PROBLEM STATEMENT:
Repeat every one of the records below word for word, keeping each line in its place.

--- BEGIN ---

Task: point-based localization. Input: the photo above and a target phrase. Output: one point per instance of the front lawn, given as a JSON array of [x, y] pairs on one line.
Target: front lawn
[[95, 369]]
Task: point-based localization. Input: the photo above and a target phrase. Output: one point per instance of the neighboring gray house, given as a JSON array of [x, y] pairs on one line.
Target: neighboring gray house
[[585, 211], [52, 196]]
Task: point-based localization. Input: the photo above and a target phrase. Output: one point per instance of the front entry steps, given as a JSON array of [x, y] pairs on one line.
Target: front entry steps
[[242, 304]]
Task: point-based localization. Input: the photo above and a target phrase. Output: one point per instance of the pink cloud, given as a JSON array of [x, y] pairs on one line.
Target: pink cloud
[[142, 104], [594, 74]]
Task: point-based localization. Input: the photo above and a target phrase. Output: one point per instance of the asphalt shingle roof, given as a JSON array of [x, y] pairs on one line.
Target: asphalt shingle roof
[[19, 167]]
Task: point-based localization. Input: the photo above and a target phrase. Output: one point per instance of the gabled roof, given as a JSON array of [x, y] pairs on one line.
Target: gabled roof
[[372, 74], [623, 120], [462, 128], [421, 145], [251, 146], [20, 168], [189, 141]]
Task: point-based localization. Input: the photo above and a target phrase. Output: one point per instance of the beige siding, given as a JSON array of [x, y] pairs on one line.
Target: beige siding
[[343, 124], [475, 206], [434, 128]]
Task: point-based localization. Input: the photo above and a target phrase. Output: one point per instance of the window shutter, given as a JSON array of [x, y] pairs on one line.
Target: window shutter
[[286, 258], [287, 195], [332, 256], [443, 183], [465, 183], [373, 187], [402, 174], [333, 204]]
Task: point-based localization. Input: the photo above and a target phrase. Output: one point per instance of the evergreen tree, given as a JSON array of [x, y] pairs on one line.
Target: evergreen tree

--- END ---

FINAL RESULT:
Task: point-based localization. Input: the photo above and a target phrase. Output: one point per instance of the front lawn, given as a JSON array of [x, y] pairs on one line.
Target: front lawn
[[95, 369]]
Task: point-based localization. Input: the photo above and a target phrase. Output: one point per instance of the neighboring gray house, given as a JSON array of [x, y] pairs on one line.
Target: neighboring gray house
[[585, 211], [52, 196]]
Task: point-based localization. Input: the photo above and a target phrase. Output: one point per instance of the front entry steps, given as a JSON array of [x, y] pairs on one line.
Target: front entry steps
[[242, 304]]
Task: point-based localization. Input: the photo above and a target phrase. Output: one point per instance of the pink cloud, given as a JSON array of [x, y] pairs on one line.
Target: pink cloud
[[142, 104], [594, 74]]
Task: point-based localization. Input: the photo above and a target phrase. Output: one point per instance of the asphalt shingle roof, given as a JSON array of [x, y] pairs on one line.
Target: asphalt shingle roof
[[19, 167]]
Task: point-based localization. Input: the photo above and a target phrase. Output: one point per instance of the gabled roof, given as a JSON array of [x, y] pairs on one line.
Target: gabled roof
[[372, 74], [623, 120], [462, 128], [421, 145], [251, 146], [20, 168], [189, 141]]
Task: point-based localization. Input: the photo above and a target phrase. Output: one point per instance of the beige siding, given as a JSON array of [x, y] pairs on one line.
Target: beige siding
[[343, 124], [475, 206], [434, 128]]
Task: point-based localization. Input: the photo above and a target phrase. Output: one point per instance of the window shutter, given as a JSON array of [x, y] pairs on one line.
Target: window shutter
[[286, 258], [287, 195], [332, 256], [443, 183], [465, 183], [373, 187], [402, 174], [333, 204]]
Task: point-based localization. Input: the photo above and a target phrase. Output: one point per instance of the evergreen tree, given as a JSON array of [x, y] pairs on one line.
Target: evergreen tree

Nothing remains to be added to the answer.